→ What the task requires:
Show every line of the items below that contains the string "with", copying each such line in full.

→ Provided records:

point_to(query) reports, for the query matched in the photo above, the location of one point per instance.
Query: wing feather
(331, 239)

--

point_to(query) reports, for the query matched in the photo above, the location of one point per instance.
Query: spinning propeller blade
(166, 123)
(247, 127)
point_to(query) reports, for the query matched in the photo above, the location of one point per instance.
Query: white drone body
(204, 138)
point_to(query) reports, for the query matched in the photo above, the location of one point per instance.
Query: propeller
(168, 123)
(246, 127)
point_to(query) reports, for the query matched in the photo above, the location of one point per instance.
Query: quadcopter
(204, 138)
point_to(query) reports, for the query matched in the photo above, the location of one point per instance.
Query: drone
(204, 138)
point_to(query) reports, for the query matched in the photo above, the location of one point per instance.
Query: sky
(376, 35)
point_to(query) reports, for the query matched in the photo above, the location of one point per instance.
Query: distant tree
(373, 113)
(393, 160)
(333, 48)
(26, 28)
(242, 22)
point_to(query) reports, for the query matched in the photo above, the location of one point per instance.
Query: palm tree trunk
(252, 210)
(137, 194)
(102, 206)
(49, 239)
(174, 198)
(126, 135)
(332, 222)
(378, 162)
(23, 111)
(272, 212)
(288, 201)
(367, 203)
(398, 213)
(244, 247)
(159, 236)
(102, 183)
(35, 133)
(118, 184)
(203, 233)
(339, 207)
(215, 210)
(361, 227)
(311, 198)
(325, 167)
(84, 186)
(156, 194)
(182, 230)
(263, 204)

==

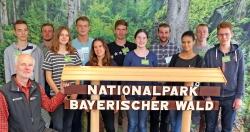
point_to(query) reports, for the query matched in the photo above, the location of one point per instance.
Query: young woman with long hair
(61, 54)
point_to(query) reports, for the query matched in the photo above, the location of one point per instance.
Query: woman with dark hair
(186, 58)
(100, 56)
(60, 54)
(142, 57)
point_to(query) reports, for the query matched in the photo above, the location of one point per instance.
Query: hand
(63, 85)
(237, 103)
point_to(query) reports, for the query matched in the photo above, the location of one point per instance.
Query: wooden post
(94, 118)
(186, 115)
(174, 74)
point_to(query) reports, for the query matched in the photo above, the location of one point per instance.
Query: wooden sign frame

→ Solution:
Query: young woman with long hair
Query: woman with dark hair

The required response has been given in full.